SAINT PETER, Minn. (September 30, 2020) — The 56th annual Nobel Conference at Gustavus Adolphus College, Cancer in the Age of Biotechnology, will take place October 6-7, 2020. Typically held on campus in front of a live audience of nearly 5,000 attendees, the 2020 Nobel Conference will take place in a virtual format due to COVID-19. The two-day event and additional resources are free to all.

Nobel Conference 56 will explore the science of new cancer treatments, the structural and societal factors that will determine who has access to these life-saving treatments, and the therapies and practices that will enable people to live with cancer for the long term. “While it will, in some ways, be nothing like conferences of the past, the heartbeat of The Nobel Conference will remain the same,” Nobel Conference Director and Professor of Philosophy Lisa Heldke said.
◇ ◇ ◇ ◇
PROBLEM 1:
In the Nobel Conference announcement, on what dates will the 56th annual conference take place?
PROBLEM 2:
Repeat the Nobel Conference announcement word for word from "SAINT PETER, Minn. (September" up to and including "free to all.".

DATA PROVIDED:
◇ ◇ ◇ ◇
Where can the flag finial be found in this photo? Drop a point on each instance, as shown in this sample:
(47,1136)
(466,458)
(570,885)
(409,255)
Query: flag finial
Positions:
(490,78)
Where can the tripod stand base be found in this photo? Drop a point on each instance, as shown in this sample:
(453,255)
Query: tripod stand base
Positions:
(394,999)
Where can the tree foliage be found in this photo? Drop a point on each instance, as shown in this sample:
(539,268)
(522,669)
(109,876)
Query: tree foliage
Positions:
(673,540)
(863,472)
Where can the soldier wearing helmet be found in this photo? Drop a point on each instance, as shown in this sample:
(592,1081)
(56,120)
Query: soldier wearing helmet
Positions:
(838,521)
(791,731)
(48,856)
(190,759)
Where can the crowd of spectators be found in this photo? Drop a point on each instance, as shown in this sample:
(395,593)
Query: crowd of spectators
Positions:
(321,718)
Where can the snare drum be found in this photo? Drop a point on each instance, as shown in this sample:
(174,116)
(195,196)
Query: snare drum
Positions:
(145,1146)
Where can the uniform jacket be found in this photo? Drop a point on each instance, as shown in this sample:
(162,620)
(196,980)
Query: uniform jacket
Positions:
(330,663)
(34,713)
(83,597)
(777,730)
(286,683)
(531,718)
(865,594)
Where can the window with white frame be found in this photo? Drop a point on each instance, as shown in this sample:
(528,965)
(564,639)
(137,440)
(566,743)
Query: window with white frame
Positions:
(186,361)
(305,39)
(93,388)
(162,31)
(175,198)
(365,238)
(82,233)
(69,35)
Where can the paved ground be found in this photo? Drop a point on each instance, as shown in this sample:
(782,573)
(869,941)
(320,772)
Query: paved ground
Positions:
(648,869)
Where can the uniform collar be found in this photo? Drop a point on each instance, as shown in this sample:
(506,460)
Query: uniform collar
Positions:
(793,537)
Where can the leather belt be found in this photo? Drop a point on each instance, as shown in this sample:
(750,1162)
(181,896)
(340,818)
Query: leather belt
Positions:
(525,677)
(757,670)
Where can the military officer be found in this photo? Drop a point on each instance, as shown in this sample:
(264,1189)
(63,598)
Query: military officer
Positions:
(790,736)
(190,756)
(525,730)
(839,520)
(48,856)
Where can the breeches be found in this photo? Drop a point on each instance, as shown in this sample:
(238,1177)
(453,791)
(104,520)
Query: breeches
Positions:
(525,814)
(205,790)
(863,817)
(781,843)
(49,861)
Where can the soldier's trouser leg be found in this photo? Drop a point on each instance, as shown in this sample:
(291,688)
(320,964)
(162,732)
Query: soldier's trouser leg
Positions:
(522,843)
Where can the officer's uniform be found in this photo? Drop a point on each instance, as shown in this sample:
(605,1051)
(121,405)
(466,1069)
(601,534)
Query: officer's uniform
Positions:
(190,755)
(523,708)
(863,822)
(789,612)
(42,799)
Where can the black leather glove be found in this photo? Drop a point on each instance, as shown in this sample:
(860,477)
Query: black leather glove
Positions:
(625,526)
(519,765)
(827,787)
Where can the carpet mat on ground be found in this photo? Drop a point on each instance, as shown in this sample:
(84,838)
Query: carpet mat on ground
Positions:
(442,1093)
◇ ◇ ◇ ◇
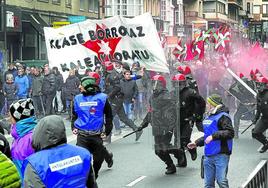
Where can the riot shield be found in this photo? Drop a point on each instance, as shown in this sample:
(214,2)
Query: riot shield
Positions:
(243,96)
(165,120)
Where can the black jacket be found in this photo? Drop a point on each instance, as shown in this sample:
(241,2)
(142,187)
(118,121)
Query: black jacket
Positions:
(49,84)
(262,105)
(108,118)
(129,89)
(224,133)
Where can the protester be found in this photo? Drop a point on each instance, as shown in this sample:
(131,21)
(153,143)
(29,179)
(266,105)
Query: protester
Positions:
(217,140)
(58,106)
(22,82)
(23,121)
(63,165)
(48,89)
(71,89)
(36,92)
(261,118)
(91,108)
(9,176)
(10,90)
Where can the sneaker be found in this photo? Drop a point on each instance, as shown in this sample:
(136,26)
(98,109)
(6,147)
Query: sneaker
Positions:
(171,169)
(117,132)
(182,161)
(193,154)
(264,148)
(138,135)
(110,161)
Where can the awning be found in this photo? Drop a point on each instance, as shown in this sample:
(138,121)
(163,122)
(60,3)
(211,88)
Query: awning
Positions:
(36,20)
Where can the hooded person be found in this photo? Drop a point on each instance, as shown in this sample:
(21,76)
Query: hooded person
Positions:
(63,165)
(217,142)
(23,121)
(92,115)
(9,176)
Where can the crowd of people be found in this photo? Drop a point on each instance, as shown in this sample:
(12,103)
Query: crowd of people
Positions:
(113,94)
◇ ◇ ◇ ◇
TASK OUTPUT 1:
October 6-7, 2020

TASK OUTPUT 2:
SAINT PETER, Minn. (September 30, 2020) — The 56th annual Nobel Conference at Gustavus Adolphus College, Cancer in the Age of Biotechnology, will take place October 6-7, 2020. Typically held on campus in front of a live audience of nearly 5,000 attendees, the 2020 Nobel Conference will take place in a virtual format due to COVID-19. The two-day event and additional resources are free to all.